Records
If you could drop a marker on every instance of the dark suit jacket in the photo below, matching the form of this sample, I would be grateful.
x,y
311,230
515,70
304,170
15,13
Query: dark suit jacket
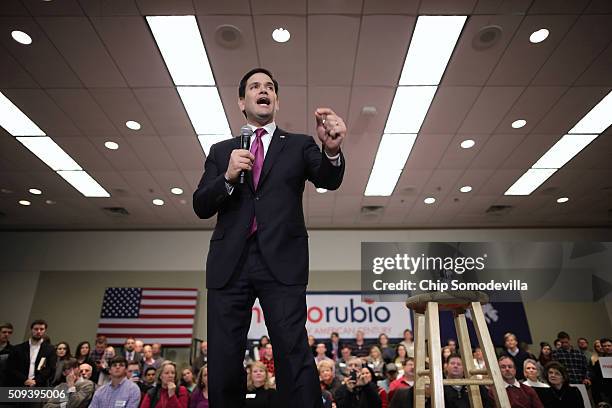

### Problem requirements
Rewrite the items with every instance of "dark suit jacket" changed to "dark blazer" and all other text left as it stands, omitting the pictures.

### Task response
If you could drop a marker on every instance of the dark blazer in the photo below, matching the form of this sample, I would be grateful.
x,y
311,230
515,70
304,170
15,13
Query: dark blazer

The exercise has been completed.